Starting with the line that contains "the butterfly in", reproduce each line through the end of the entries exactly as written.

++++ THE RECORDS ++++

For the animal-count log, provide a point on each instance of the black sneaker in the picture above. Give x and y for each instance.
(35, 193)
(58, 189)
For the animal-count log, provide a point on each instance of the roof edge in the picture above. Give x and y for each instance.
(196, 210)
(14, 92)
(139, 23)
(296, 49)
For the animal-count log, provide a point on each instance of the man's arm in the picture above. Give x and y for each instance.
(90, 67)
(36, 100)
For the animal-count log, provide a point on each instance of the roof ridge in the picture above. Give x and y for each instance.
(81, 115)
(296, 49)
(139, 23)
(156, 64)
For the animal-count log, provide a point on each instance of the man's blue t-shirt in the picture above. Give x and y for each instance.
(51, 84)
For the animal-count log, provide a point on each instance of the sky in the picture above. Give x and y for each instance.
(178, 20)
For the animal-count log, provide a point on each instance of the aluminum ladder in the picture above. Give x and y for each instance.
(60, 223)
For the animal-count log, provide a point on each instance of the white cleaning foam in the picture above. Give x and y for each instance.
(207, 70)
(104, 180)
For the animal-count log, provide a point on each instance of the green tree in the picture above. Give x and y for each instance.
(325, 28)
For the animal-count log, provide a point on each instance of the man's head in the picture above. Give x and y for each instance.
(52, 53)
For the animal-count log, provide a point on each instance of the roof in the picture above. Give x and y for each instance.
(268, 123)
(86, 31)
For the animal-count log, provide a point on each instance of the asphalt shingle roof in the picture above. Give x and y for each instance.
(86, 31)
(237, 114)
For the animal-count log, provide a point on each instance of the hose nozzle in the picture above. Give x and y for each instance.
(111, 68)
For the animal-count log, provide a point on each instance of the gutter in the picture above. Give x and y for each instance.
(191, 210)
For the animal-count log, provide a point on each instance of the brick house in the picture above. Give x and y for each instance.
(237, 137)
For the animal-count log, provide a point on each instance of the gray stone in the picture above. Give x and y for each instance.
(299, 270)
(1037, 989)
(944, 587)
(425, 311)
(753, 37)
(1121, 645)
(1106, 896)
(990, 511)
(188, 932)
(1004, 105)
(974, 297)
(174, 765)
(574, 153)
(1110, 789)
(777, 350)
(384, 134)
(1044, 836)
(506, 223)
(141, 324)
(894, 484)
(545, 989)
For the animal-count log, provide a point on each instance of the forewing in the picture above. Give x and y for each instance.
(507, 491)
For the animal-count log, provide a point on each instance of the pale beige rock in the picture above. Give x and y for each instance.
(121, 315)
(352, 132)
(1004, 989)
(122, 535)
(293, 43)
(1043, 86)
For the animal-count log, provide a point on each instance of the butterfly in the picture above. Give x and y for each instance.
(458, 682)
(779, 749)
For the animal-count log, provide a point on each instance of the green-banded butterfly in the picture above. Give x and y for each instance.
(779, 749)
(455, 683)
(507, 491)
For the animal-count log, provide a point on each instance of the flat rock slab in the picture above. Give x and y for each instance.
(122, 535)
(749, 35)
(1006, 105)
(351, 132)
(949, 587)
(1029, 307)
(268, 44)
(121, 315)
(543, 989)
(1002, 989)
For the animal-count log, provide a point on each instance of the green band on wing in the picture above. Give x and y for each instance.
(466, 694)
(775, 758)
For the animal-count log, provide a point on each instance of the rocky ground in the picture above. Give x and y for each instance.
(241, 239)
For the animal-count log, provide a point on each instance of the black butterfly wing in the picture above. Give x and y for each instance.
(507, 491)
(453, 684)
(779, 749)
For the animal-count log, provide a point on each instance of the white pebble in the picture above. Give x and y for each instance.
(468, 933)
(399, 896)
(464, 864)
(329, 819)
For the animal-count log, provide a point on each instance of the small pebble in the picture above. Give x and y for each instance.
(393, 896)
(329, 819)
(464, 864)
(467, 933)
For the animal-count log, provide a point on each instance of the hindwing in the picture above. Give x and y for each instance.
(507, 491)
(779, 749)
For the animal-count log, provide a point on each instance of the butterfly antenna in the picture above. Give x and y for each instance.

++++

# COMPLETE OUTPUT:
For the animal-count log, provide a point on each instance of the butterfly in the picture above. Give x and y for each instance.
(458, 682)
(779, 749)
For the animal-count log, provide a point on each instance of the green-banded butterfly in the picture above. Give x and y for each instance.
(779, 749)
(455, 683)
(507, 491)
For the animal-count log, provide a point on each instance of the flat rock slab in the picture above. Give x and y for each instance.
(122, 535)
(749, 35)
(1006, 105)
(351, 132)
(949, 587)
(1029, 307)
(268, 44)
(121, 315)
(543, 989)
(1002, 989)
For the animal-count log, provide a point on each instance of the green band on wing in the picture above. Give x and y for each instance.
(466, 694)
(775, 758)
For the animal-count log, provide a point on each instance of the rocky ground in the picture above. Give x and y for each instance.
(241, 239)
For the animal-count log, provide a point on each instance of the black butterfly wing in the picture above. Give x and y for each instance.
(507, 491)
(453, 684)
(779, 749)
For the animal-count log, provide a point on each instance of the white pebble in the picture above. Give x and y for each instance.
(468, 933)
(399, 896)
(464, 864)
(329, 819)
For the animal-count log, provide a point on each instance of the small pebble in the picture above. Give x and y for each instance.
(393, 896)
(329, 819)
(464, 864)
(467, 933)
For the animal-count log, provide a point on each instance of the hindwing in the picture above. Give x and y for each instance.
(507, 491)
(779, 749)
For the animal-count log, provide a point on each instance of the butterfly antenna in the picture above. Give x and y for each instance.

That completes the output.